Here are just some of the questions legal experts are still grappling with before EU leaders gather again in Brussels


 
People rush to get firewood in a makeshift camp of the Greek-Macedonian border near the Greek village of Idomeni on March 6, 2016, where thousands of refugees and migrants wait to cross the border into Macedonia. Greece is likely to receive another 100,000 migrants by the end of the month, Europe's migration commissioner warned on March 5, two days ahead of an EU-Turkey summit seen as the only viable solution to the crisis. Greece lies at the heart of Europe's greatest migration crisis in six decades after a series of border restrictions on the migrant trail from Austria to Macedonia caused a bottleneck on its soil. (Louisa Gouliamaki/AFP/Getty Images)

People rush to get firewood in a makeshift camp of the Greek-Macedonian border near the Greek village of Idomeni on March 6, 2016, where thousands of refugees and migrants wait to cross the border into Macedonia. (Louisa Gouliamaki, Getty Images)

BRUSSELS — It’s being hailed as a breakthrough, but the European Union’s tentative deal with Ankara to send back thousands of migrants is fraught with legal complexities.

EU lawyers say the final agreement can, and will, comply with international and European law. Rights groups want to know how.

The U.N. refugee agency has doubts about Turkey’s asylum standards. It insists that Ankara should “ensure that all people seeking international protection can have a fair and efficient determination of their claims by a competent authority within a reasonable time.”

Here are just some of the questions legal experts are still grappling with before EU leaders gather again in Brussels on Thursday to endorse the agreement.

WHO WILL BE SENT BACK TO TURKEY?

> [PROVIDED DATA]:
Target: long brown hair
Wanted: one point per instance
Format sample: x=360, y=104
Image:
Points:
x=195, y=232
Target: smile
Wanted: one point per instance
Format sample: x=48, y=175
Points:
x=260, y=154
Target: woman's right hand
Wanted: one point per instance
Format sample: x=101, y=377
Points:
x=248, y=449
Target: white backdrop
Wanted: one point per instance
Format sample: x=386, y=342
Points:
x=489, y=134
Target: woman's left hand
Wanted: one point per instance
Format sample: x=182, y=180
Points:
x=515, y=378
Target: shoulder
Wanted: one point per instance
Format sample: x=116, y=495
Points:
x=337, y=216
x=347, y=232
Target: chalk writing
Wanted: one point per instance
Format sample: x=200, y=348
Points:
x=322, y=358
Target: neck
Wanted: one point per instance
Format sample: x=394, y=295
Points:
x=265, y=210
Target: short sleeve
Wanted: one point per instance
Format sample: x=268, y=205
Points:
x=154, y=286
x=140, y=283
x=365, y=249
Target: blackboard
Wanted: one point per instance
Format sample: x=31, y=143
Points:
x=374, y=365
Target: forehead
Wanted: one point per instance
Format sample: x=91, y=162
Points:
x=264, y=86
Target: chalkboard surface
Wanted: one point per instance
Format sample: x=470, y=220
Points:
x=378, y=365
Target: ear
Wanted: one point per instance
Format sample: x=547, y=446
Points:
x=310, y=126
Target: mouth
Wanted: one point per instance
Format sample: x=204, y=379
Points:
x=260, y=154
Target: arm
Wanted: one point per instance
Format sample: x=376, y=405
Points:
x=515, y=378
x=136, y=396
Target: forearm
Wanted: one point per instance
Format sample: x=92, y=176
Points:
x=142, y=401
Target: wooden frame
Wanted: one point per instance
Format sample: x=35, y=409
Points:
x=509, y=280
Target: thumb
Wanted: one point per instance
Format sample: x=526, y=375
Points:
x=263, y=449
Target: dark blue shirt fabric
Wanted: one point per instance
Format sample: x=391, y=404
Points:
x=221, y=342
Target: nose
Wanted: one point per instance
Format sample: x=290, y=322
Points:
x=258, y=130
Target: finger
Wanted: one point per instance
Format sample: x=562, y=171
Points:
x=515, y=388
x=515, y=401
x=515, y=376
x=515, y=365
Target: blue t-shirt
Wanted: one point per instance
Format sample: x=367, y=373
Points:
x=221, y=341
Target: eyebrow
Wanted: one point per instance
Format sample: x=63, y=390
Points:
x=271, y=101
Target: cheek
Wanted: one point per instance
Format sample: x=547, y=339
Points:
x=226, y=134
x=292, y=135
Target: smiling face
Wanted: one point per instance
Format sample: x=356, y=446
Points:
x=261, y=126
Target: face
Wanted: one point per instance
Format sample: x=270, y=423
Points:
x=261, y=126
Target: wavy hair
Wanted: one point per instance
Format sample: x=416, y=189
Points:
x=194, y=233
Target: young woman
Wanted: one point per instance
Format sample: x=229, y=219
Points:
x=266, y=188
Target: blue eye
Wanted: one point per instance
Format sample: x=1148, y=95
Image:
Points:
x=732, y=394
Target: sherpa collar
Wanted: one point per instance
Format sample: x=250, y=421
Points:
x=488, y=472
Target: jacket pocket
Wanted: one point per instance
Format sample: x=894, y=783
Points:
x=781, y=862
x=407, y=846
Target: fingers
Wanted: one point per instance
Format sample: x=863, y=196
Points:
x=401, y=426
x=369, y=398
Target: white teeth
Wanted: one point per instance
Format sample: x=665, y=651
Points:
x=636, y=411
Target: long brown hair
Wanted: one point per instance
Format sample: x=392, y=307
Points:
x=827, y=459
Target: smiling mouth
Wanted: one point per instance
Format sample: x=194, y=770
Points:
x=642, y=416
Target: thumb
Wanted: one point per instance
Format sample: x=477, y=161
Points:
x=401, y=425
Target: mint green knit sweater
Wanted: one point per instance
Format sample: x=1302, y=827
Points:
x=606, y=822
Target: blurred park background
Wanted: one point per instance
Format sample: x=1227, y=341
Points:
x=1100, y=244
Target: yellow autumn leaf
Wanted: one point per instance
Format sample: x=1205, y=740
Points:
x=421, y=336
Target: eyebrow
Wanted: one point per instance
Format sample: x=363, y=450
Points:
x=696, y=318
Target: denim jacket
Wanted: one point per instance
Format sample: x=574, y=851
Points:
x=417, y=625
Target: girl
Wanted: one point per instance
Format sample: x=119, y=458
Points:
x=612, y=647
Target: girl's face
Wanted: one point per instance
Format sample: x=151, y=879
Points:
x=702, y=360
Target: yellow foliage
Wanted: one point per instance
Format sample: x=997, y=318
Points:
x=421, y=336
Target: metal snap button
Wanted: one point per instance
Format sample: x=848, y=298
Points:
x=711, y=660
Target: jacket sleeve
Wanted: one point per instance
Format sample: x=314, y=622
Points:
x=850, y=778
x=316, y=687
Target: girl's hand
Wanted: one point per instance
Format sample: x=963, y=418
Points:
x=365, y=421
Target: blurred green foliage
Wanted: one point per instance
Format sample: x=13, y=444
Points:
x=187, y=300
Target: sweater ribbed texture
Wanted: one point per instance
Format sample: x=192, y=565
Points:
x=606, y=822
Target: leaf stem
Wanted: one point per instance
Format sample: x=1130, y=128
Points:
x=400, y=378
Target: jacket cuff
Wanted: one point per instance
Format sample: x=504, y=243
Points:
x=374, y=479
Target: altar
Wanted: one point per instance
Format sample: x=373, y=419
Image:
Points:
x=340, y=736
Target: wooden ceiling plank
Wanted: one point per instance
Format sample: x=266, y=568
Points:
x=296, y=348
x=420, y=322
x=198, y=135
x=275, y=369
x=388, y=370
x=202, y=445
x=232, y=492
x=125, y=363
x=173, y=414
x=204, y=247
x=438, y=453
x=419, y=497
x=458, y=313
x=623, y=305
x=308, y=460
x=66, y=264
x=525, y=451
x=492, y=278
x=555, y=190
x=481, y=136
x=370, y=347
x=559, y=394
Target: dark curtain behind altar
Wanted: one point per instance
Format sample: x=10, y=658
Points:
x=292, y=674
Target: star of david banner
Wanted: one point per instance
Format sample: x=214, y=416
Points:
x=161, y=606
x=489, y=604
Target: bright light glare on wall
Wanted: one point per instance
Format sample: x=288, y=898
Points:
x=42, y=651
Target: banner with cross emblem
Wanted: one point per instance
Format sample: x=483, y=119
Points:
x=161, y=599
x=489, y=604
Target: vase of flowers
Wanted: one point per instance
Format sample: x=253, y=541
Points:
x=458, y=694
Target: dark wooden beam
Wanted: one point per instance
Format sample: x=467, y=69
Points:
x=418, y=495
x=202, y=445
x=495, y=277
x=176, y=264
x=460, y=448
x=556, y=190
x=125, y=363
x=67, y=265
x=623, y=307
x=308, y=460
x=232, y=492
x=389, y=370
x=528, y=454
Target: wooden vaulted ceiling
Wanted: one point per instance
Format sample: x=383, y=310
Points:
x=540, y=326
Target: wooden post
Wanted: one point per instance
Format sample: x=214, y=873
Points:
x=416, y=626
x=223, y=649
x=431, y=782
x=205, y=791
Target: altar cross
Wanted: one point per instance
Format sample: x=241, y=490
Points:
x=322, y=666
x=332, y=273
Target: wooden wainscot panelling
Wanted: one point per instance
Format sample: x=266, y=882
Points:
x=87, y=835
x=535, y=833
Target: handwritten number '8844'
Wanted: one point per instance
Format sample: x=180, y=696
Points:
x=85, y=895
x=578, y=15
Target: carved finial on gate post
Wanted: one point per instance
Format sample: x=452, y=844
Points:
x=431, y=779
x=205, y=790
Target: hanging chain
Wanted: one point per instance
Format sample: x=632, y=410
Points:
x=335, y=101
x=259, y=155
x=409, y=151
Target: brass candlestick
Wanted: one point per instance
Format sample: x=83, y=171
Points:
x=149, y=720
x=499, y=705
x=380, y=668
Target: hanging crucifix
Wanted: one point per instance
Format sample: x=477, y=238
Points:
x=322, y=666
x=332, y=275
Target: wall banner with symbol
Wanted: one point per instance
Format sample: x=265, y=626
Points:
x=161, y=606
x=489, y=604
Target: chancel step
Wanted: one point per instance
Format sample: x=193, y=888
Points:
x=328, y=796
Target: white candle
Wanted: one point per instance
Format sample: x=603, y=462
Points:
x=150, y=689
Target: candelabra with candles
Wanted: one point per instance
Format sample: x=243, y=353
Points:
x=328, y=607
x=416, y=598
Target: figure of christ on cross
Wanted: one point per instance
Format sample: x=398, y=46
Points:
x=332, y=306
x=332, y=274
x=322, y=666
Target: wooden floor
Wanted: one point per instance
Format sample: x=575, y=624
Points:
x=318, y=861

> [STATED EXERCISE 1]:
Answer these questions from the article on the EU-Turkey migrant deal, one answer per line:
(a) Near which Greek village is the makeshift camp?
(b) How many more migrants did Europe's migration commissioner say Greece was likely to receive by the end of the month?
(c) On which day do EU leaders gather again in Brussels?
> [STATED EXERCISE 2]:
Decide whether each statement agrees with the article on the EU-Turkey migrant deal. Answer yes or no, and quote the words that settle it.
(a) The U.N. refugee agency has doubts about Turkey's asylum standards.
(b) The article describes the EU's deal with Ankara as final.
(c) The border restrictions that caused the bottleneck were on the migrant trail from Austria to Macedonia.
> [STATED EXERCISE 3]:
Please go on with the article on the EU-Turkey migrant deal, starting after its last heading.
The rows come from a separate source.

> [TASK OUTPUT 1]:
(a) Idomeni
(b) Another 100,000
(c) Thursday

> [TASK OUTPUT 2]:
(a) Yes: "The U.N. refugee agency has doubts about Turkey’s asylum standards."
(b) No: "the European Union’s tentative deal with Ankara to send back thousands of migrants"
(c) Yes: "a series of border restrictions on the migrant trail from Austria to Macedonia caused a bottleneck on its soil"

> [TASK OUTPUT 3]:
The draft deal says all “new irregular migrants” crossing from Turkey into Greece would be sent back. That rules out people already in Greece. The first challenge is to establish whether a migrant came from Turkey. If that person does not want to apply for asylum, or the application is judged “inadmissible”, the person could be sent back on EU-funded transport. The international principle of “non-refoulement” — not to chase away people who have a right to protection — suggests that those plucked from boats in Greek waters could not just be sent back. EU experts and the UNHCR say any mass deportation would be illegal, meaning applications must be examined on a case-by-case basis.

WHAT IF THEY’VE APPLIED FOR ASYLUM IN GREECE?

If someone has applied for asylum, their application must run its course, probably over several months. In the event the request is rejected, applicants should have the right to appeal. The issue for legal experts is whether a person could be sent to Turkey while an appeal is pending. Rights groups think not.

WHO WOULD COME TO EUROPE?

For every irregular migrant sent back to Turkey, the EU agrees to take one Syrian refugee from the country. Turkey hosts some 2.7 million Syrians, only 10 per cent of whom are sheltered in camps. Resettlement is the act of accepting refugees from outside the EU rather than sharing those who’ve already arrived. The UNHCR supervises resettlement and despite reservations about the plan would oversee the process in Turkey, with European officials monitoring.

WHAT OTHER LEGAL ISSUES ARE THERE?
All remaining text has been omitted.